**EXTRAIT PRÉSENTÉ:**
+ + + + +

L’essai AZA-AML-001 a inclus 488 patients (241 bras AZA ; 247 bras conventionnel) et 485 analyses cytogénétiques ont été revues. Quarante-quatre patients ont reçu un traitement intensif, 158 des doses faibles d’aracytine, 45 des soins de suite et 240 ont reçu de l’AZA. Un antécédent de syndrome myélodysplasique était plus fréquent dans le groupe AZA (23 % versus 14 %).

La cohorte « biomarqueurs » était composée de 156 patients ayant des analyses génétiques à l’entrée dans l’étude (83 du groupe AZA ; 73 du groupe conventionnel). Un panel de 39 gènes a été étudié en NGS avec une profondeur de 200 pb, seuil de détection des mutations 3 % de fréquence allélique (VAF). Les duplications en tandem de FLT3 ont été recherchées par amplifications des exons 14 et 15 en PCR puis analyse de taille de fragments.

La médiane de survie était comparable dans le groupe AZA versus traitement conventionnel pour les patients à risque cytogénétique intermédiaire I (14,1 mois versus 10,1 mois avec un HR = 0,83 et p = 0,44), la survie globale est estimée à 60 % dans le groupe AZA et 45 % dans le groupe conventionnel. Pour le groupe de risque cytogénétique intermédiaire II, la survie globale est comparable (8,9 mois versus 9,6 mois ; HR : 1,19 ; p = 0,78). Cependant, une meilleure survie globale est observée dans le groupe de cytogénétique défavorable en faveur de l’AZA (5,3 mois versus 2,9 mois ; HR : 0,71 ; p = 0,04) avec une survie estimée de 29 % à un an versus 14,7 %.

+ + + + +

Données de pointage d’expressions référentielles
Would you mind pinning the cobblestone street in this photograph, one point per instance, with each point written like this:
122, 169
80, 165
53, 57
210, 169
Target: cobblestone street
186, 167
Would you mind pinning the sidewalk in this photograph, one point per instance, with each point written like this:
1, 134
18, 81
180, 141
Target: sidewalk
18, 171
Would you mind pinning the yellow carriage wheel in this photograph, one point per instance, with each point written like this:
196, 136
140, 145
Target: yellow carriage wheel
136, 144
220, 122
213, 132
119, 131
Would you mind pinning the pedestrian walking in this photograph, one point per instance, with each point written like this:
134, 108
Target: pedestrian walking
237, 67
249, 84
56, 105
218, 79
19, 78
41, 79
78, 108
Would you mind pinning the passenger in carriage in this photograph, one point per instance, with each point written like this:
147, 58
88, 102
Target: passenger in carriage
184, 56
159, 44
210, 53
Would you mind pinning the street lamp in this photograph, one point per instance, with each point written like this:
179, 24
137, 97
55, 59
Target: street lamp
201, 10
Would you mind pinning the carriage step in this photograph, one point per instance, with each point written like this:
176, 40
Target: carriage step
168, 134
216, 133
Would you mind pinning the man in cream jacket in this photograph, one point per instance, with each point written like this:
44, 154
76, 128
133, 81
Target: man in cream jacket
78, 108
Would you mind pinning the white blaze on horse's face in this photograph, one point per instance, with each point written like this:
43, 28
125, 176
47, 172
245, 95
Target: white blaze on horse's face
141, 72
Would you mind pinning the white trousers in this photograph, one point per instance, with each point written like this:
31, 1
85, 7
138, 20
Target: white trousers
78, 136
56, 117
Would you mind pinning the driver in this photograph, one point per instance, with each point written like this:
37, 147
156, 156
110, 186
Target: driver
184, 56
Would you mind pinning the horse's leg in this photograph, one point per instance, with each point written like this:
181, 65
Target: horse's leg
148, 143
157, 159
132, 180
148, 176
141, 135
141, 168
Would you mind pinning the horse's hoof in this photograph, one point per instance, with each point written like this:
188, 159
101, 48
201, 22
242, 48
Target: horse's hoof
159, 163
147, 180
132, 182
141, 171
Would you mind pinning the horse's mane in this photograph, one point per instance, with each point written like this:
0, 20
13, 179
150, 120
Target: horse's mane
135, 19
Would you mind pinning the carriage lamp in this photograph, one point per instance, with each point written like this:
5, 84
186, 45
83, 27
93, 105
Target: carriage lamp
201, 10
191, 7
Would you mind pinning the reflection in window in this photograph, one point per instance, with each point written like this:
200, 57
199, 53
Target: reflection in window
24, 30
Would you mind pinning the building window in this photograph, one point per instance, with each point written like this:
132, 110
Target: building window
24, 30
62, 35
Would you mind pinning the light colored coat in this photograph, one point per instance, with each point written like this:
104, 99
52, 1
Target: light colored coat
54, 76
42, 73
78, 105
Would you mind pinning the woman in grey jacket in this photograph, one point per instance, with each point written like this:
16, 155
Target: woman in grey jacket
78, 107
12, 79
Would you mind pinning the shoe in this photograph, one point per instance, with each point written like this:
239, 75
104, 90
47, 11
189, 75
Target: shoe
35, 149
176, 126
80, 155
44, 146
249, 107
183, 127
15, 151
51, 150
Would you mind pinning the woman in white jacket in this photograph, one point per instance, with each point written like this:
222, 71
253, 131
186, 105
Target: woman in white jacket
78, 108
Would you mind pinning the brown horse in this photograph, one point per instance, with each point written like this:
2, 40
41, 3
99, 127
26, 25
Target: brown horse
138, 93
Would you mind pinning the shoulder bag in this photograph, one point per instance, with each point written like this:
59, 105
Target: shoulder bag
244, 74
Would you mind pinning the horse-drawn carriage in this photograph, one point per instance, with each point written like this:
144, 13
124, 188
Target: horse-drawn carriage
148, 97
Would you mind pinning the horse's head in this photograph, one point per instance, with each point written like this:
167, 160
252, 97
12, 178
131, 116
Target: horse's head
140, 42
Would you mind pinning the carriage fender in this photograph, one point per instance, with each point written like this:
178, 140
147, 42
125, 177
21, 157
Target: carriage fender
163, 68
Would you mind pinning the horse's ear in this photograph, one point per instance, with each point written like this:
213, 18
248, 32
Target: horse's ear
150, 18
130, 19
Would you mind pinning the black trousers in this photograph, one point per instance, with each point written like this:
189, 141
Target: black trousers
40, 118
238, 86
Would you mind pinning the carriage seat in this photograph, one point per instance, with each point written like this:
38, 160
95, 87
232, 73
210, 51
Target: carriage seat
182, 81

+ + + + +

**TÂCHES À RÉALISER:**
(1) Dans l’extrait sur l’essai AZA-AML-001, combien de patients composaient la cohorte « biomarqueurs » ?
(2) Poursuivez l’extrait sur l’essai AZA-AML-001 à partir de sa dernière phrase.

**RÉPONSES PAR TÂCHE:**
(1) La cohorte « biomarqueurs » comptait 156 patients.

(2)
Dans le groupe avec caryotype complexe, ceux traités par AZA ont une survie globale de 4,8 mois contre 2,8 mois pour ceux traités de façon conventionnelle (HR : 0,64 ; p = 0,037) avec 22 % de survie à un an contre7,9 %. Dans les sous-groupes de caryotype monosomal, la médiane de survie est de moins de 3 mois pour les patients traités en conventionnel et de 5 mois avec l’AZA.

Des anomalies moléculaires ont été trouvées dans 33 des 39 gènes étudiés et chez 153 des 156 patients testés, les mutations les plus fréquentes étaient dans les gènes DNMT3A (27 %), TET2 (25 %), TP53 (21 %), RUNX1 (18 %), NPM1 (16 %), IDH1 (15 %), IDH2 (8 %), NRAS (12 %), FLT3 (ITD 10 %-TKD 5 %), ASXL1 (11 %), STAG2 (10 %). La moitié des patients avec mutations de FLT3 ont une mutation NPM1, seulement trois patients ont des mutations de CEBPa et toutes sont monoalléliques. La médiane de survie ne diffère pas pour les patients avec un, deux ou trois mutations et plus dans les deux groupes de traitement. Les patients traités de façon conventionnelle avec mutations de TP53 ont une survie diminuée par rapport à ceux non mutés (2,4 mois versus 12,5 mois) de même que ceux mutés pour NRAS (4,3 mois versus 10,3 mois). La survie globale n’est pas différente dans le groupe traité par AZA entre les patients mutés ou non pour TP53 (7,2 mois versus 12 mois) ni pour NRAS (11,8 mois versus 8,9 mois). En revanche, la survie globale est moins bonne pour les patients FLT3 mutés recevant l’AZA (5,4 mois versus 12 mois pour les non-mutés). Malgré des médianes de survie similaires dans les deux groupes, les mutations de TET2 influencent significativement la survie globale des patients traités par AZA. Cependant, les patients mutés TET2 ne bénéficient pas de traitement par l’AZA par rapport au traitement conventionnel (9,6 mois versus 11 mois).

Il n’y a pas de différence de médiane de survie entre les deux types de traitement pour les mutations qui influence la méthylation (DNMT3A, IDH1/2, TET1 ou TET2).

La survie globale est influencée par la fréquence allélique de TP53 pour les deux types de traitement. La fréquence allélique de TET2 n’influence négativement que le bras AZA.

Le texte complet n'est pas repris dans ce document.